» **TASKS FOR THIS EXERCISE**
**A)** Decide whether each statement agrees with the COBRA-after-divorce text. Answer yes or no for each, quoting the words from the text that settle it.
(i) COBRA is a state law.
(ii) COBRA is meant to keep employees from having a gap in coverage.
(iii) The text calls COBRA a permanent kind of coverage.
**B)** Carry on the COBRA-after-divorce text, picking up right after its last sentence.

» **PROVIDED TEXT**
What Every Divorcee Should Know about Temporary Health Insurance Coverage

In the aftermath of your divorce, navigating the health-insurance marketplace can be tricky. To maintain your coverage, you should be certain that you understand what your options are—even if you received your previous coverage through your spouse’s employer. If you have not decided what the right option will be for your long-term healthcare coverage, you might want to consider utilizing COBRA insurance (if you are eligible).

Many people do not realize how important COBRA can be for maintaining coverage. In order to clarify a few of the finer details surrounding this type of temporary coverage, we are going to dive into its eligibility requirements and disadvantages.

Do you qualify?

The Consolidated Omnibus Budget Reconciliation Act (COBRA) is a federal law designed to protect employees from having a gap in coverage—due to unemployment or (in some circumstances) the dissolution of a marriage. When one spouse has been the primary health-insurance carrier for both spouses, the disadvantaged spouse may be able to apply for coverage through COBRA—if health insurance is otherwise omitted from the details of your divorce settlement.

» **SUPPLIED DATA**
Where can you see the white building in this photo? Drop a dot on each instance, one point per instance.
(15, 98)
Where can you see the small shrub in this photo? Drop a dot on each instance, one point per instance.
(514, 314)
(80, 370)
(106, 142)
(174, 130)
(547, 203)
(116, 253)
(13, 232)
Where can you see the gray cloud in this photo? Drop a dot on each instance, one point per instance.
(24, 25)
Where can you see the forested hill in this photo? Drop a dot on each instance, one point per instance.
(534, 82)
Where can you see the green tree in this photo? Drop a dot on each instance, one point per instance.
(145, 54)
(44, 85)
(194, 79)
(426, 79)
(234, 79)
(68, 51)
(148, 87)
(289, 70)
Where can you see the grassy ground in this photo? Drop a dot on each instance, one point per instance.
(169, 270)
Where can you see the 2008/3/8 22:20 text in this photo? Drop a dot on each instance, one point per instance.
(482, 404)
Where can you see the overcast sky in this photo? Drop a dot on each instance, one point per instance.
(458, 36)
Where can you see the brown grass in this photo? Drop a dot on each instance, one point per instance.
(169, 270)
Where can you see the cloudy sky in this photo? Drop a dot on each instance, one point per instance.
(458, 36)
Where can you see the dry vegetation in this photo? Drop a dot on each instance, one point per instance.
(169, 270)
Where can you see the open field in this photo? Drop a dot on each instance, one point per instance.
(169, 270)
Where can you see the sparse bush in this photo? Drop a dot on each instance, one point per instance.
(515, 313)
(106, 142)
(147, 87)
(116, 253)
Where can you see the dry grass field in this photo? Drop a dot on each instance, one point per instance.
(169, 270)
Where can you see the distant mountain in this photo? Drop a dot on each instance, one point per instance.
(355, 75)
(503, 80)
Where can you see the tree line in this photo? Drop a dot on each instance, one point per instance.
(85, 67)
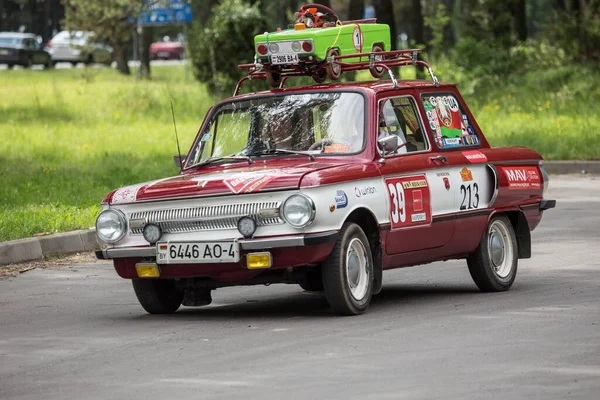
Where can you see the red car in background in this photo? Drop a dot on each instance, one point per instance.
(167, 50)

» **RESPONSE LIST**
**A)**
(i) No: "is a federal law"
(ii) Yes: "designed to protect employees from having a gap in coverage"
(iii) No: "this type of temporary coverage"

**B)**
What are the eligibility requirements? First, your spouse’s company must employ twenty or more workers. If they are employed by a smaller company, there is the possibility that you will still qualify, but it is dependent on the laws of your state. This type of coverage (called mini-COBRA) has varying rules for eligibility, so be sure to check your state’s laws.

You have to be quick about deciding whether or not you wish to apply for COBRA coverage. If you do not notify the health insurance company within sixty days of the finalization of your divorce, you will not be eligible for temporary coverage.

COBRA coverage can give you a little breathing room. Then you can figure out what comes next in your newly single life. After your divorce is finalized, take some time to research the various health insurance options that are available to you.

COBRA coverage is probably more expensive than you expect.

While temporary healthcare coverage through COBRA may be a great solution for you in the short-term aftermath of your divorce, keep in mind that it will only last for a set period of time. Following the end of your marriage, you are eligible for up to 36 months, which may sound like a long time. However, the cost may be more than you are expecting.

When your spouse’s employer is no longer paying a portion of your health insurance costs, that monthly premium can seem significantly higher. COBRA requires that you pay the full premium, as well as a 2% service charge. After all is said and done, you will be paying for 102% of your healthcare coverage. If your newly single income is already lower than you are accustomed to, this option may not be financially feasible for you.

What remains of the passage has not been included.